### EXERCISE INSTRUCTIONS
Reproduce, word for word, the stretch of the heat exchanger examples below from "### ILLUSTRATIVE EXAMPLE 15.2, Page" through "of exchanger (ft^2)".

### DOCUMENT SEGMENT
.....

# Chapter 15: Double Pipe Heat Exchangers¶

### ILLUSTRATIVE EXAMPLE 15.2, Page number: 290¶

In [2]:
#Variable declaration:
Q = 12000.0                     #Heat transfer rate (Btu/h)
U = 48.0                        #Overall heat coefficient (Btu/ft^2.h.°F)
DTlm = 50.0                     #Log mean temperature difference (°F)

#Calculation:
A = Q/(U*DTlm)                  #Area of exchanger (ft^2)

#Result:
print "The area of the exchanger is :",round(A)," ft^2 ."

The area of the exchanger is : 5.0  ft^2 .


### ILLUSTRATIVE EXAMPLE 15.3, Page number: 291¶

In [26]:
from sympy import symbols,solve,log

#Variable declaration:
Q = 56760                           #Heat transfer rate (Btu/h)
U = 35.35                           #Overall heat coefficient (Btu/ft.h.°F)
A = 32.1                            #Area of exachanger (ft^2)
t1 = 63.0                           #Outlet cold water temperature (°F)
T1 = 164                            #Outlet hot water temperature (°F)
T2 = 99                             #Inlet hot water temperature (°F)
t2 = symbols('t2')                  #Inlet cold water temperature (°F)

#Calculation:
DTlm = Q/(U*A)                      #Log mean temperature difference (°F)
dT1 = T1-t1                         #Temperature approach at pipe outlet (°F)
dT2 = T2-t2                         #Temperature approach at pipe inlet (°F)
Eq = (dT2-dT1)/log(dT2/dT1)-DTlm
R = solve(Eq,t2)                    #Inlet cold water temperature (°F)

#Result:
print "The inlet cold water temperature is : ",round(R[0])," °F."

.....

### DATA EXTRACT
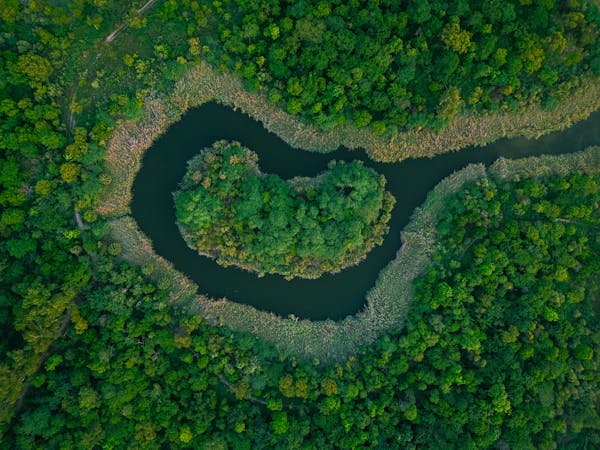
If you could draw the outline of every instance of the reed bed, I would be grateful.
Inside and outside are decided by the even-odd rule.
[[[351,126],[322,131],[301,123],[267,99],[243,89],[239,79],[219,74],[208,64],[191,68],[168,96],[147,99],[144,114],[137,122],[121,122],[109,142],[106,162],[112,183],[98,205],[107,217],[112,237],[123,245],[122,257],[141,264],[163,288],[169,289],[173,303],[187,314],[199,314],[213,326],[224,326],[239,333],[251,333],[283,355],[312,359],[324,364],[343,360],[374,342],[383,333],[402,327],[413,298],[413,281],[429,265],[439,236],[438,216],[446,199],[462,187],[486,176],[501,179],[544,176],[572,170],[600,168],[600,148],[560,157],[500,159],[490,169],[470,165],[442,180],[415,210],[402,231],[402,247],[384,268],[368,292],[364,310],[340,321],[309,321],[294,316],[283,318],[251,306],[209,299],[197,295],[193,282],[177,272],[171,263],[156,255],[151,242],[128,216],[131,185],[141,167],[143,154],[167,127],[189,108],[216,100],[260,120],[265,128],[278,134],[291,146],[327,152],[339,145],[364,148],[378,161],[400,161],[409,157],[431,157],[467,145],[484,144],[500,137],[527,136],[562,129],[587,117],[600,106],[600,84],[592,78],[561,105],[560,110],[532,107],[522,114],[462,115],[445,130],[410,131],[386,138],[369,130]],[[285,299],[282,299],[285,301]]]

.....

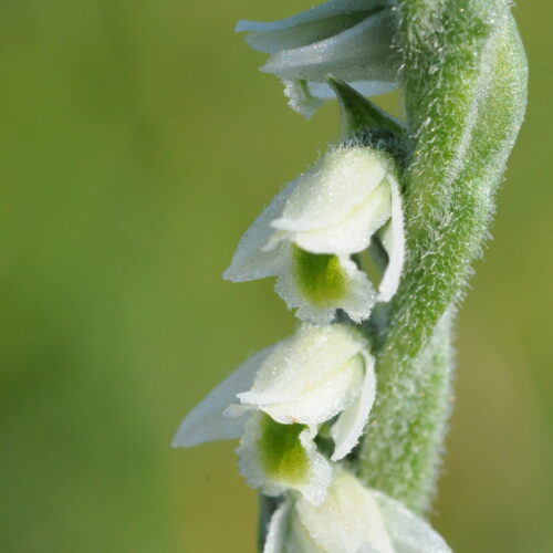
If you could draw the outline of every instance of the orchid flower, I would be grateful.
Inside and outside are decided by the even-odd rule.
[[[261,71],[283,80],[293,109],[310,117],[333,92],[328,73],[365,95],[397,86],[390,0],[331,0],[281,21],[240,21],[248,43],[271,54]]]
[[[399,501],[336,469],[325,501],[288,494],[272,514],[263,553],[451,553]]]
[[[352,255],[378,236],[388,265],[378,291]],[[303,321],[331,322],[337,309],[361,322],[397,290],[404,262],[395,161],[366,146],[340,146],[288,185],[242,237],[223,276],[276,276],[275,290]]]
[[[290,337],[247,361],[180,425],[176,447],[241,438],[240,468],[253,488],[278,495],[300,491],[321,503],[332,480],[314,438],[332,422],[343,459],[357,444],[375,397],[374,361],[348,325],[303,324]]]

.....

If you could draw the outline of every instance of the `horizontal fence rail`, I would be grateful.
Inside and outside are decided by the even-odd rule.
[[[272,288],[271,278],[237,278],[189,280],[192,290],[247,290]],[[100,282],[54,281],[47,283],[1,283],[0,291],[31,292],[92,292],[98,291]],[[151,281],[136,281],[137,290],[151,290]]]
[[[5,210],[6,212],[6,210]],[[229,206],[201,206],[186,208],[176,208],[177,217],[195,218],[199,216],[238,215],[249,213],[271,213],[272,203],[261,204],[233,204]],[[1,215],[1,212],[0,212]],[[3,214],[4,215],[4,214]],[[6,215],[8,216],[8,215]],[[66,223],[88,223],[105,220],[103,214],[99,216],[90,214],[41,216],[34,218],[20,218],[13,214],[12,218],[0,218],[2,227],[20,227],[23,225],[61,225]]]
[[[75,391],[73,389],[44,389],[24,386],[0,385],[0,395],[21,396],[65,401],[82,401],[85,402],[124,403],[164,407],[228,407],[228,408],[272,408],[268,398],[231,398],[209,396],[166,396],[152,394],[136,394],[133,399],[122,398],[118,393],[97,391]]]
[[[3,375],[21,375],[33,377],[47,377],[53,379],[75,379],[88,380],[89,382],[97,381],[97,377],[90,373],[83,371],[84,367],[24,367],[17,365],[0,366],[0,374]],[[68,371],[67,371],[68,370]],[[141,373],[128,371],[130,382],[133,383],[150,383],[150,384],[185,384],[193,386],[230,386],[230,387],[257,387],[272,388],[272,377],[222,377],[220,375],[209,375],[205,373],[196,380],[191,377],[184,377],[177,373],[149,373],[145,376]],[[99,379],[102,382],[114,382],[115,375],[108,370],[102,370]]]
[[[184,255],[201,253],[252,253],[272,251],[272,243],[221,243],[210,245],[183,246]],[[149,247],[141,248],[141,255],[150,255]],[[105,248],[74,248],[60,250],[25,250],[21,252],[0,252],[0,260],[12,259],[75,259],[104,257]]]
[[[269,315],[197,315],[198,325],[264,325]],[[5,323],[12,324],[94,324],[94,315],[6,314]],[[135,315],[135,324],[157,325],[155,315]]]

.....

### RESULT OF THE TASK
### ILLUSTRATIVE EXAMPLE 15.2, Page number: 290¶

In [2]:
#Variable declaration:
Q = 12000.0                     #Heat transfer rate (Btu/h)
U = 48.0                        #Overall heat coefficient (Btu/ft^2.h.°F)
DTlm = 50.0                     #Log mean temperature difference (°F)

#Calculation:
A = Q/(U*DTlm)                  #Area of exchanger (ft^2)